> **SOURCE EXTRACT**

Optimizing for generative chat

One attribute of human conversations that make them really creative and surprisingly generative is that there's an inherent kind of nondeterminism to it. Interesting conversations don't simply connect point A to point B or solve a single problem start to finish, but go through twists and turns from disturbances in the environment — people passing by, things that inexplicably pop into someone's mind from earlier that week... Some of my most generative conversations with friends and coworkers happen when we're not conversing to solve a problem or arrive at some conclusion together, but just going back and forth, bouncing ideas around, perturbed by randomness in the ambient environment.

This kind of conversation style seems antithetical to the kinds of advanced chatbots we see proliferating today, which are RLHF-optimized for the task of "being helpful". Helpfulness is a useful trait if we want a conversational interface to problem-solving tools. But conversations are useful for so much more. Anecdotally, good conversations are the most creative, generative activity in my personal work. Nearly all of what I'd consider my "best ideas" come from conversations with other people, much of which are unplanned epiphanies or connections we stumble into in the winding course of "just catching up".

Maybe in addition to building helpful chatbots, we should also try to build creative ones that are less pristine and directed, and a bit more here-and-there, capable of picking random things up from its memory and having serendipitous epiphanies.

My personal chatbot is built on the Cosmo-XL language model, which was trained on natural human dialogue rather than optimized for helpfulness, and it often feels closer to a natural, generative conversation I would have with friends than ChatGPT and Claude, which feel like overly obedient but hopelessly unimaginative assistants. That's not to say that I don't find ChatGPT and Claude useful (obviously, they are — they're optimized to be!). But sometimes, what I want isn't the One True Answer, but, you know, just bouncing ideas around.

> **REQUIREMENT**
Transcribe the piece on optimizing for generative chat above word for word, keeping its title and paragraph breaks.

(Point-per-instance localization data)
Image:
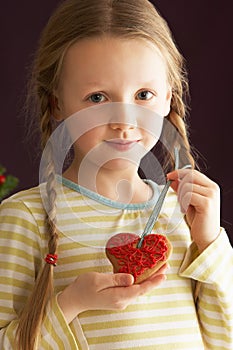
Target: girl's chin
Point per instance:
(120, 164)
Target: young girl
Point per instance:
(57, 287)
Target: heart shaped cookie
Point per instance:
(126, 257)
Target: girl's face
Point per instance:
(102, 70)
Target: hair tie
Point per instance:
(51, 259)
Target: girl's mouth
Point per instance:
(122, 145)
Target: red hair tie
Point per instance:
(51, 259)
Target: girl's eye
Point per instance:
(145, 95)
(97, 98)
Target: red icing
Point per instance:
(135, 260)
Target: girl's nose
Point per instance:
(123, 119)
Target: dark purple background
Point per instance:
(203, 33)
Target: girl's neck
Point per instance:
(124, 186)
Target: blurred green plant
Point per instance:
(7, 183)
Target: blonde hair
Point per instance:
(72, 21)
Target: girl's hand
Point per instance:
(199, 198)
(100, 291)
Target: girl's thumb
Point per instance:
(122, 279)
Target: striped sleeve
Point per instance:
(21, 249)
(213, 271)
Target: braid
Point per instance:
(30, 322)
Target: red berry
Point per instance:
(2, 179)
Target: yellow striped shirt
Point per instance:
(166, 318)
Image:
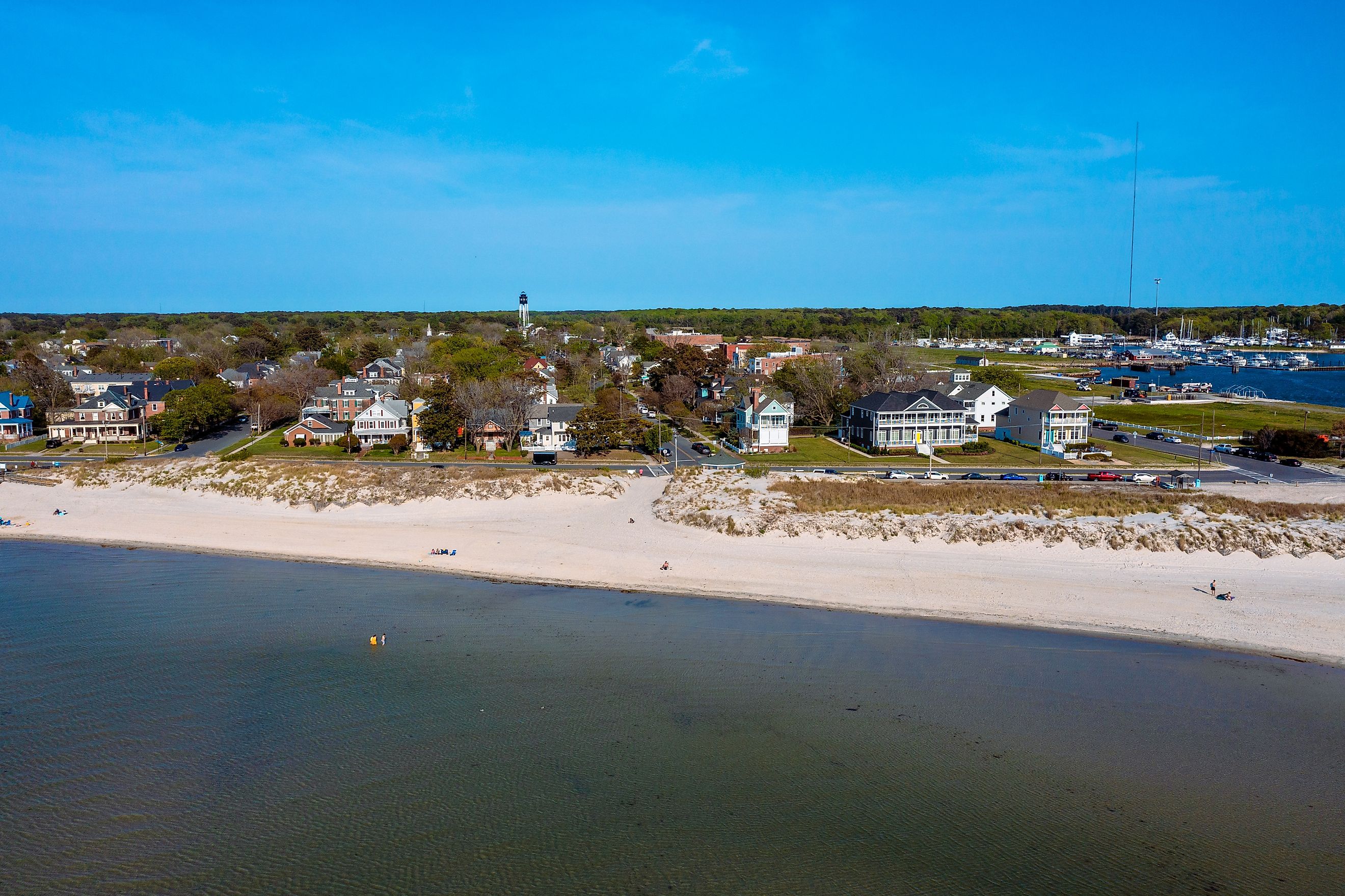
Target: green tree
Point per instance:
(1007, 378)
(443, 416)
(596, 432)
(183, 368)
(310, 338)
(196, 412)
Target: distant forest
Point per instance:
(841, 324)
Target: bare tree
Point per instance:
(885, 368)
(299, 383)
(514, 396)
(678, 389)
(816, 387)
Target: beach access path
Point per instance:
(1285, 606)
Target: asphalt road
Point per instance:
(216, 442)
(1243, 467)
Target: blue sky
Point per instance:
(306, 156)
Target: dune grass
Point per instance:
(1050, 500)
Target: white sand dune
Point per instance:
(1285, 606)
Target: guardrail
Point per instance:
(1138, 428)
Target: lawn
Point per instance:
(1228, 418)
(270, 444)
(115, 450)
(816, 450)
(824, 452)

> **TASK ANSWER**
Optimizing for generative chat

One attribute of human conversations that make them really creative and surprisingly generative is that there's an inherent kind of nondeterminism to it. Interesting conversations don't simply connect point A to point B or solve a single problem start to finish, but go through twists and turns from disturbances in the environment — people passing by, things that inexplicably pop into someone's mind from earlier that week... Some of my most generative conversations with friends and coworkers happen when we're not conversing to solve a problem or arrive at some conclusion together, but just going back and forth, bouncing ideas around, perturbed by randomness in the ambient environment.

This kind of conversation style seems antithetical to the kinds of advanced chatbots we see proliferating today, which are RLHF-optimized for the task of "being helpful". Helpfulness is a useful trait if we want a conversational interface to problem-solving tools. But conversations are useful for so much more. Anecdotally, good conversations are the most creative, generative activity in my personal work. Nearly all of what I'd consider my "best ideas" come from conversations with other people, much of which are unplanned epiphanies or connections we stumble into in the winding course of "just catching up".

Maybe in addition to building helpful chatbots, we should also try to build creative ones that are less pristine and directed, and a bit more here-and-there, capable of picking random things up from its memory and having serendipitous epiphanies.

My personal chatbot is built on the Cosmo-XL language model, which was trained on natural human dialogue rather than optimized for helpfulness, and it often feels closer to a natural, generative conversation I would have with friends than ChatGPT and Claude, which feel like overly obedient but hopelessly unimaginative assistants. That's not to say that I don't find ChatGPT and Claude useful (obviously, they are — they're optimized to be!). But sometimes, what I want isn't the One True Answer, but, you know, just bouncing ideas around.